__Material provided__.

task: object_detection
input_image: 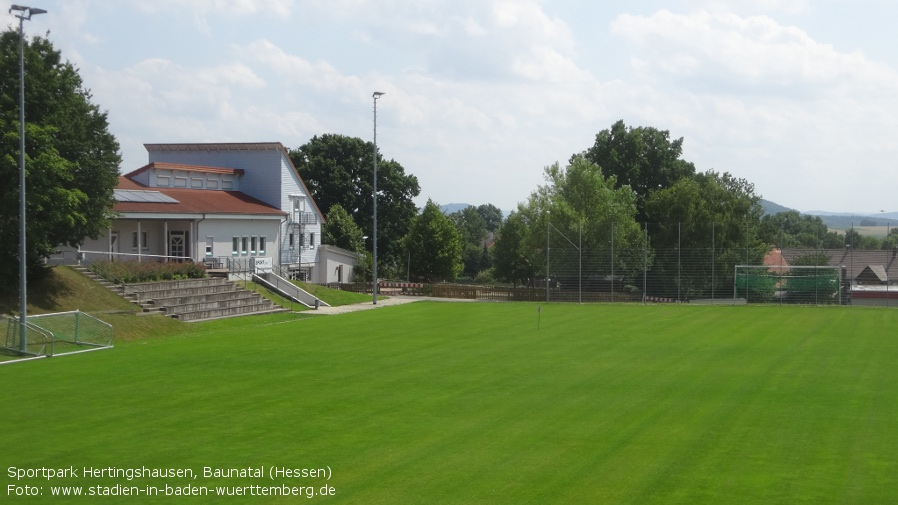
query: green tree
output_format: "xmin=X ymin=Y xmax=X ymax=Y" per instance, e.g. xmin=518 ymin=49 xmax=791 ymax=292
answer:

__Written instruction__.
Please put every line of the entries above into a JSON list of strings, one string per line, with blank lines omitted. Leave the pictures out of your answer.

__Task result__.
[
  "task: object_detection",
  "input_image: ",
  "query: green tree",
  "output_format: \"xmin=X ymin=Y xmax=X ymax=Y\" per instance, e.g. xmin=518 ymin=49 xmax=791 ymax=292",
  "answer:"
]